● Goal of the exercise:
Continue the Matthew Lewis biography from its final sentence onward.

● Source text:
========
- Born: March 8, 1930 McDonald, Pennsylvania, U.S.
- Died: October 2, 2024 (aged 94)
- Education: Howard University University of Pittsburgh
- Occupation: Photojournalist
- Awards: Pulitzer Prize for Feature Photography (1975)

= Matthew Lewis (photographer) =

American photographer (1930–2024)

Matthew Lewis (March 8, 1930 – October 2, 2024) was an American photojournalist who won a Pulitzer Prize for his 1975 work with The Washington Post.

==Life and career==
Lewis was born in McDonald, Pennsylvania, on March 8, 1930. He later moved to Washington, D.C. in 1947. He attended college at Howard University in 1947 for a year and then continued at the University of Pittsburgh the next year before he dropped out. From 1949 to 1952, Lewis served as a hospital corpsman for the United States Navy. Lewis received his first job at Morgan State University where he worked in the audio visual department. Lewis freelanced for the Baltimore Afro-American before getting a job with The Washington Post in 1965 as a staff photographer. He was eventually promoted to assistant managing editor of photography where he covered Civil Rights marches, Super Bowls, and John F. Kennedy's funeral. He was the first African-American photographer to work for The Washington Post.
========
[Records in a dataset]
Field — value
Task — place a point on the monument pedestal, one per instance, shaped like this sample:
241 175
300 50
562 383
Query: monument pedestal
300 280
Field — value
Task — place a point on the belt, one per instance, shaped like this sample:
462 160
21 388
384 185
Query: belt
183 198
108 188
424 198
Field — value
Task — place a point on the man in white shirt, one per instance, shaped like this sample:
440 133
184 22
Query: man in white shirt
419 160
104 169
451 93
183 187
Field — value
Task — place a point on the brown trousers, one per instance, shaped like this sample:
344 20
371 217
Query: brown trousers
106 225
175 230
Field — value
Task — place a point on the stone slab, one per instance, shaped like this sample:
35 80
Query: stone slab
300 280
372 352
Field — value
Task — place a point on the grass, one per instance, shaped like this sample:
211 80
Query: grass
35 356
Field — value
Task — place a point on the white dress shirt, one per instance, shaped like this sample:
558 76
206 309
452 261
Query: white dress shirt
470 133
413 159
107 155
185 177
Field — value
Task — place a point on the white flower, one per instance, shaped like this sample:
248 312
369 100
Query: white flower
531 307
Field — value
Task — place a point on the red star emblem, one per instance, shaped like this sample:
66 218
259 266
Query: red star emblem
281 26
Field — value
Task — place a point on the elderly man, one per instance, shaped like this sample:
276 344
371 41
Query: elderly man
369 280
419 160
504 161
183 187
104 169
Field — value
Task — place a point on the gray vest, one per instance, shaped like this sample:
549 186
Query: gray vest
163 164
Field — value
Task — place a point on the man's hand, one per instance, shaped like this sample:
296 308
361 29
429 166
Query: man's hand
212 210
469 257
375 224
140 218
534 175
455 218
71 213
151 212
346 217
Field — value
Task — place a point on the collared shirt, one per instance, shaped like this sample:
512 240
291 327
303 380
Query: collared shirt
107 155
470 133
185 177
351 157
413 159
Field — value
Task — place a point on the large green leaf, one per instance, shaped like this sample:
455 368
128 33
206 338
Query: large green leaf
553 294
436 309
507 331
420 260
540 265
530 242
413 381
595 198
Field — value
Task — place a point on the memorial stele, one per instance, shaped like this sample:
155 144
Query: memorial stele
========
● Answer to this exercise:
Lewis retired in 1990, and moved with his wife Jeannine to Thomasville, North Carolina. He began working at the Thomasville Times in 1990 to keep himself occupied.

Lewis died on October 2, 2024, at the age of 94.

==Awards==
In 1975, Lewis was awarded the Pulitzer Prize for Feature Photography "for his photographs in color and black and white." These photos portrayed various aspects of "the Washington lifestyle." Lewis won first place in the White House News Photographers Association competitions in 1968 and 1971 In 2010, the International Civil Rights Center & Museum honored Lewis during a special tribute and public reception.